Extracted text:

=== Begin Enclosure ===

I really enjoy reading books with strong female characters. Anita is probably one of the strongest, although at times, I do think she acts a little stupidly as her mouth runs away with her. I admire Anita's ability to carry on despite all the people who want her dead in this book. At one point, her friend, Manny, asks Anita why she isn't more frightened after seeing Dominga? Anita shrugs and asks Manny what he would have her do, cry? Anita is frightened, but she manages to carry on and fight because she wants to live. I also enjoy Anita's wit and sass. She has the audacity to tell the Master Vampire of the city to leave her alone, and later in the book, that she is leaving because she is fed up of waiting for him.

=== End Enclosure ===

Listed entries:

=== Begin Enclosure ===

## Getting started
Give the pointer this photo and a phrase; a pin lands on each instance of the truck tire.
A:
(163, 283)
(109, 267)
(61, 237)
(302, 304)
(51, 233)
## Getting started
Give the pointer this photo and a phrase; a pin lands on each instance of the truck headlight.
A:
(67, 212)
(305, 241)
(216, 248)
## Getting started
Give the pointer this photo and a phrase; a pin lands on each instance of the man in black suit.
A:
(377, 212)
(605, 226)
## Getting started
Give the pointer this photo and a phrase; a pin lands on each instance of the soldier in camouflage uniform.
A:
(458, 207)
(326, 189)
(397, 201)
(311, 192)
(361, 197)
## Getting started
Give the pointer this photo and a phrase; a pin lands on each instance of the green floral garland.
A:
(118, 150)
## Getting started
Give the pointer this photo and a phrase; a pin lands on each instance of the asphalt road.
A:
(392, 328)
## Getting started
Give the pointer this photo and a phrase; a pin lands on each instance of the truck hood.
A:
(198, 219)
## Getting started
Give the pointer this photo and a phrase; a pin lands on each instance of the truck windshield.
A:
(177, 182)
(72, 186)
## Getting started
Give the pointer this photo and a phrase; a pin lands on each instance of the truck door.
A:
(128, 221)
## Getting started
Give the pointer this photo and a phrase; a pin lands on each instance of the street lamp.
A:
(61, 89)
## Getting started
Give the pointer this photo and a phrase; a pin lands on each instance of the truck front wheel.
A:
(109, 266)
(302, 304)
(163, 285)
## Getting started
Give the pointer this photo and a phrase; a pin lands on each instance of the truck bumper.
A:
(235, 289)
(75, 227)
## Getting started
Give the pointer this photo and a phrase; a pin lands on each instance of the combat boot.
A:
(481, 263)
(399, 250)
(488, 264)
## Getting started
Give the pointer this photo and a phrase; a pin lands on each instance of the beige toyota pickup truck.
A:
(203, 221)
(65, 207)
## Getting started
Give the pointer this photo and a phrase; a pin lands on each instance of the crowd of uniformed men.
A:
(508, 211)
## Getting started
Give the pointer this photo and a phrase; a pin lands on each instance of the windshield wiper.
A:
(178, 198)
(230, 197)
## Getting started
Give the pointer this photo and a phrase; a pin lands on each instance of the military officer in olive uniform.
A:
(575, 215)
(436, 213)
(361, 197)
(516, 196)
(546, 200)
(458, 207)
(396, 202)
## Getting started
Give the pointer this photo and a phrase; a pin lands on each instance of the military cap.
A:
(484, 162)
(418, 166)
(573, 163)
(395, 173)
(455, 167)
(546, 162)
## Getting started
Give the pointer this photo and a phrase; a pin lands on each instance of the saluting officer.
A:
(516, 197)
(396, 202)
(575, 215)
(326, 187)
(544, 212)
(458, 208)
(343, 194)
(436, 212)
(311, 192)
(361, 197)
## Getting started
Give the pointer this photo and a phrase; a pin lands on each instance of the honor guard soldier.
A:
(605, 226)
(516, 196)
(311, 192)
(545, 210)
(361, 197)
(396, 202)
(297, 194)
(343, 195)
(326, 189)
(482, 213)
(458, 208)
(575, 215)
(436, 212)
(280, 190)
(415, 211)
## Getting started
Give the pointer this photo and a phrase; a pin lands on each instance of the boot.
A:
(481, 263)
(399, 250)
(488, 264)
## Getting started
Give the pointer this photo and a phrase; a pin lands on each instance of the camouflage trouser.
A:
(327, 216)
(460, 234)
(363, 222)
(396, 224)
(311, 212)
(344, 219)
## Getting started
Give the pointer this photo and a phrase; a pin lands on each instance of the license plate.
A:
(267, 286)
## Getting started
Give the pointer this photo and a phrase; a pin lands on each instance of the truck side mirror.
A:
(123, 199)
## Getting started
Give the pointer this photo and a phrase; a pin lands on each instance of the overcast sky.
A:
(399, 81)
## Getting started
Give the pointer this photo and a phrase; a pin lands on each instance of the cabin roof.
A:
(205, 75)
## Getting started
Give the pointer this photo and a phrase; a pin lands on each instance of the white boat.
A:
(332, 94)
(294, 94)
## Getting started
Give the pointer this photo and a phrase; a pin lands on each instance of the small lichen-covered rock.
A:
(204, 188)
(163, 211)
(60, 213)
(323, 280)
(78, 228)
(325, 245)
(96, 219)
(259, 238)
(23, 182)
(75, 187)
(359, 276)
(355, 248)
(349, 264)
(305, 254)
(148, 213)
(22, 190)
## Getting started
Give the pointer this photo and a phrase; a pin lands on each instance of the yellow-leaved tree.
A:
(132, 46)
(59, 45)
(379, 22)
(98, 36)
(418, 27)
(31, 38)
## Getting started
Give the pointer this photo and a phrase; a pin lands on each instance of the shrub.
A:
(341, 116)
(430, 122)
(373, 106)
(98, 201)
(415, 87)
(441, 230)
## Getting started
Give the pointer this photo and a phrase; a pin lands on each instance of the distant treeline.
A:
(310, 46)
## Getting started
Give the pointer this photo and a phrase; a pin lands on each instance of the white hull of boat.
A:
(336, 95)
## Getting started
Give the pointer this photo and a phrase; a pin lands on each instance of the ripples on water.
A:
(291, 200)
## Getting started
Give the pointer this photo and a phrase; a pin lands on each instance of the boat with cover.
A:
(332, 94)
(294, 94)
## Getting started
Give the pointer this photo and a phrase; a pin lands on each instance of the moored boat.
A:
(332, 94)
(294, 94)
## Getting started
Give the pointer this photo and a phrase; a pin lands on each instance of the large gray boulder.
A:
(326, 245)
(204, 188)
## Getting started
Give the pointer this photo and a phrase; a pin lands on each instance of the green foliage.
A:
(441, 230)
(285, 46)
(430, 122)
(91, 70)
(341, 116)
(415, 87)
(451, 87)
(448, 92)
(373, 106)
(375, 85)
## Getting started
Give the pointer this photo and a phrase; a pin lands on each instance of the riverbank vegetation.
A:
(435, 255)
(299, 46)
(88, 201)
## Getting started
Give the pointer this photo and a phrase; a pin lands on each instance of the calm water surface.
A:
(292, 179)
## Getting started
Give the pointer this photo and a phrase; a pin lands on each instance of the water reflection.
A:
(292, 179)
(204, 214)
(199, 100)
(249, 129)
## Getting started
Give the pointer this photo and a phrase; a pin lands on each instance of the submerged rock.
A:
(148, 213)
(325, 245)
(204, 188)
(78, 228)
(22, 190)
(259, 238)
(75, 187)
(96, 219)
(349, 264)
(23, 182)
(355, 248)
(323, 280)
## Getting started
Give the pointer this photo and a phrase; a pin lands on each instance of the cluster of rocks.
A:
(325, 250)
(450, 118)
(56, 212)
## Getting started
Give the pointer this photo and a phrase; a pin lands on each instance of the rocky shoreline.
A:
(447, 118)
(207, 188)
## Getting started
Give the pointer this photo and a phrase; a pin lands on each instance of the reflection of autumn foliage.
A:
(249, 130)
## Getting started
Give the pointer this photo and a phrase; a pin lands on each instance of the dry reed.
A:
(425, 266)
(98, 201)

=== End Enclosure ===

Problem set:
**1.** List every character the book review refers to by a personal name.
**2.** Answer these questions from the book review.
(a) What kind of characters does the reviewer enjoy reading about?
(b) What does Manny ask Anita after she has seen Dominga?
(c) Later in the book, what reason does Anita give the Master Vampire of the city for leaving?
**3.** Continue the book review about Anita with one more paragraph.

Responses to the exercise:
**1.**
Anita
Manny
Dominga

**2.**
(a) Strong female characters.
(b) He asks why she isn't more frightened.
(c) She is fed up of waiting for him.

**3.**
So far, I am really enjoying the series. The more I read, the darker the content seems to become. Several times I shuddered because of the monstrous things Dominga sent Anita's way. I hate the thought of waking up to a monster in my bedroom at night and Hamilton really brings the reader into the story. I still shudder if I think about Dominga sending something my way during the night! Dominga herself is also terrifying. She has a presence throughout the book, yet Anita only meets with her three times. She is a significant character, but she isn't in the book often. I admire Hamilton's ability to develop a character with such depth. I imagine that Hamilton could write a whole spin off on Dominga, not that I think she'd be very relatable or likable. She'd be interesting though! On top of all this, the police scenes where Anita is investigating the zombie killer that leaves body parts scattered around different rooms is awful. The victims even include young children! I feel as sick as Anita does, and I am glad that Anita isn't able to handle the situation very well, and the Police Officers don't do any better. This gives the book a more realistic feel.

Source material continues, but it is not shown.